# Exercises:
1. Answer these questions from the passage on the Greek economy:
(a) By what percentage did car registrations increase in the 12 months to May, compared with their lowest level in March 2013?
(b) What share have non-performing loans nearly reached in the banking system?
(c) What kind of recovery does Frank Gill expect the economy to stage next year?
2. Summarize the passage on the Greek economy in two sentences.
3. Extract the portion of the passage on the Greek economy starting with "The Greek government" and going on through "explains Mr. Gill.".

# Extract:
================
Tourism is a driver behind the recovery in employment in the accommodation and food service sector. Employment in the sector is now above pre-crisis levels while total employment is still 20 per cent below 2008 levels, despite improvements in the latest months.
The Greek manufacturing sector is also improving. The Markit purchasing manager index showed that the sector was expanding in August, with new export orders showing the sharpest increase in over two years. This is in line with improvements in the actual industrial and manufacturing production indices.
Positive trends are visible also in the consumer sector. Car registrations, for example, increased by 45 per cent in the 12-months to May this year since their lowest level in March 2013. Back then, they were about 80 per cent below their peak in 2004.
Yet despite all these positive signs, the Greek economy has not quite reached a turning point.
Even the strong tourism figures hide that the fact that revenues from tourism actually fell in July compared to the same month last year, particularly among German tourists. This could indicate that tourists were attracted by discounted prices, or it could point to tax evasions practices.
Frank Gill – Senior Director EMEA Sovereign Ratings at S&P Global Ratings – expects the economy to stage a ‘statistical recovery’ next year, meaning that the economy will bounce back largely because of the very low base it reached after deep, prolonged and multiple recessions.
The Greek government had not been paying its suppliers because of the its serious problems of cash flow. But this year Greece’s Third Economic Adjustment Programme “includes plans to pay down an estimated three per cent of GDP of arrears to the private sector, where firms are likely to clear their own wage arrears to employees, who may then spend them”, explains Mr. Gill.
The cash inflow of the arrears payments are expected to be the main drivers of the recovery in the second half of the year, but they are only a transitory factor.
The real problem is the lack of investment, particularly in the private sector. Although investment grew in the second quarter of this year, the measure has been volatile in the last three years and there have been no signs of a coherent growth.
A strong recovery in investment is particularly difficult as the banking system has been stymied by its high share of non-perming loans which have nearly hit 40 per cent.
In response, the government has passed laws that could potentially enable some commercial banks to sell non-performing loans. But it would take years for this to be put into practice. As Mr Gill put it, “it’s very early days to identify some potential buyers for these NPL”.
================
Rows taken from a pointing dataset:
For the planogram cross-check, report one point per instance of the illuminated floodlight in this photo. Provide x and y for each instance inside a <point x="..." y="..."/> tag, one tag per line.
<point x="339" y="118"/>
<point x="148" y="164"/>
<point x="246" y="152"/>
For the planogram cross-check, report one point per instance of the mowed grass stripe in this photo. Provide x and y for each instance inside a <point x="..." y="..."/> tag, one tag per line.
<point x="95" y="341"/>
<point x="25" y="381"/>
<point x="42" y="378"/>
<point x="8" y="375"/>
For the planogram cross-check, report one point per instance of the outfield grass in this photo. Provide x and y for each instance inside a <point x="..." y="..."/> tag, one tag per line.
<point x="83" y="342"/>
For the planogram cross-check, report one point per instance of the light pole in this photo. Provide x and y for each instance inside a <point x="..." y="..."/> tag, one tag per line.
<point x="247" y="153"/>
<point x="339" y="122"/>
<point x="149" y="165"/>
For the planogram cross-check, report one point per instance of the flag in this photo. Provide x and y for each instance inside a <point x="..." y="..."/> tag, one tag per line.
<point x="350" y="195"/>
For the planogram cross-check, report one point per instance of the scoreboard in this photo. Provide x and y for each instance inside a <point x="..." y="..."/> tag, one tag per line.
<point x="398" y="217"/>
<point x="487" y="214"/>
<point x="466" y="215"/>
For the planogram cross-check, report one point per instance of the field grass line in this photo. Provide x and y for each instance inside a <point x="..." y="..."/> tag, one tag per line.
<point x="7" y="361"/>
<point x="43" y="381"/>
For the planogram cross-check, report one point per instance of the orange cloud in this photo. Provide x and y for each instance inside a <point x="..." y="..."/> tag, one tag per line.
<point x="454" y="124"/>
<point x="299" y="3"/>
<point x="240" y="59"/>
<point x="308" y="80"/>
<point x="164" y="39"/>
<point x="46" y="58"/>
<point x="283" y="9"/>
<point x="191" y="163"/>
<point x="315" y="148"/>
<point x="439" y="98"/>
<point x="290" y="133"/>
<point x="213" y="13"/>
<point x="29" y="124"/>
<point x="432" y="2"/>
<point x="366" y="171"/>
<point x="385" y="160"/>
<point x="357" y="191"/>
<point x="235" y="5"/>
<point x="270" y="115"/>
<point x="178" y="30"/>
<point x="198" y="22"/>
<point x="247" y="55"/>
================
# Results for the exercise:
1.
(a) 45 per cent.
(b) Nearly 40 per cent.
(c) A "statistical recovery," in which the economy bounces back largely because of the very low base it reached after deep, prolonged and multiple recessions.

2. Greece shows positive signs in tourism-driven employment, manufacturing and the consumer sector, yet the economy has not quite reached a turning point. Arrears payments are expected to drive the recovery only as a transitory factor, while the real problem is a lack of investment, made harder by a banking system burdened with non-performing loans.

3.
The Greek government had not been paying its suppliers because of the its serious problems of cash flow. But this year Greece’s Third Economic Adjustment Programme “includes plans to pay down an estimated three per cent of GDP of arrears to the private sector, where firms are likely to clear their own wage arrears to employees, who may then spend them”, explains Mr. Gill.